-- start Excerpted text --
It's amazing the worst inflation in more than 30 years was brought under control without a big jump in unemployment and, so far, without recession.

The Federal Reserve did it, right?

Well, this may sound a little braggy, but they couldn't have done it without you and me.

Americans took Federal Reserve policymakers at their word that they would make money expensive to borrow and keep it that way until economic activity slowed down. With our money decisions, some large but most small, we reduced our spending and borrowing at work and home.

Last Wednesday, the Federal Reserve's rate-setters voted to begin dropping rates and said they will keep doing it. Money is becoming less expensive.

One of the first lessons of macroeconomics is that the rate of inflation has an inverse relationship with the level of unemployment. Yet this time, the whole monetary cycle happened without the trade-off associated with raising rates. To be specific, if the Fed was going to push inflation down, then unemployment would have to go up.
-- end Excerpted text --
-- start Records shown --
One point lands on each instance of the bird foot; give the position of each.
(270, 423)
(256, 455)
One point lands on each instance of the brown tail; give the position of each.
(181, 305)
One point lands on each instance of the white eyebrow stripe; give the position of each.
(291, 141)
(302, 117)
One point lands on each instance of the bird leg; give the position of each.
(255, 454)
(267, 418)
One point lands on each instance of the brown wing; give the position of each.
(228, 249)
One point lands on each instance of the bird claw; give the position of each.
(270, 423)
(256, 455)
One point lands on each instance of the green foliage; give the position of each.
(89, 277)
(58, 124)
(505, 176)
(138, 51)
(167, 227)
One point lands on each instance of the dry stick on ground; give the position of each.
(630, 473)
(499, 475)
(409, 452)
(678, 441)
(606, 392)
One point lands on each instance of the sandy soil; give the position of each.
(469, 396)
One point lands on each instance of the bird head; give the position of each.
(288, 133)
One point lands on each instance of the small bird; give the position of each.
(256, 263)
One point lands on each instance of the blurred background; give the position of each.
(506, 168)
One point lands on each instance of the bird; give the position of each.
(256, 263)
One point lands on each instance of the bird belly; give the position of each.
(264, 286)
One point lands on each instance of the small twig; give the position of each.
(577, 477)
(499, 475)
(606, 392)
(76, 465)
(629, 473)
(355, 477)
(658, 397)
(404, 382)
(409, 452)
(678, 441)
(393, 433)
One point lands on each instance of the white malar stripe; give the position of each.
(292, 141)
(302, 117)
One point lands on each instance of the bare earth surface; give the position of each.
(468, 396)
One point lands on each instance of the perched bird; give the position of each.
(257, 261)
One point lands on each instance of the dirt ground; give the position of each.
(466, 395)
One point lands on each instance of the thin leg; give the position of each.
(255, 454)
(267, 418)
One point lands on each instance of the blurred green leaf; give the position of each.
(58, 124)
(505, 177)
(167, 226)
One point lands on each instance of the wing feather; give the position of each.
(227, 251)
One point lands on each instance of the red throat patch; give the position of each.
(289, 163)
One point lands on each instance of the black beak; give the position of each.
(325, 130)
-- end Records shown --
Task set =
a) In the inflation article, what did the Federal Reserve's rate-setters vote to do last Wednesday?
b) Can you shorten the paragraph in the inflation article that begins "Americans took Federal Reserve policymakers" while keeping its main facts?

Expected results =
a) They voted to begin dropping rates and said they will keep doing it.

b) Americans trusted Federal Reserve policymakers' pledge to make borrowing expensive until economic activity slowed. Through money decisions that were mostly small but sometimes large, they cut their spending and borrowing at work and home.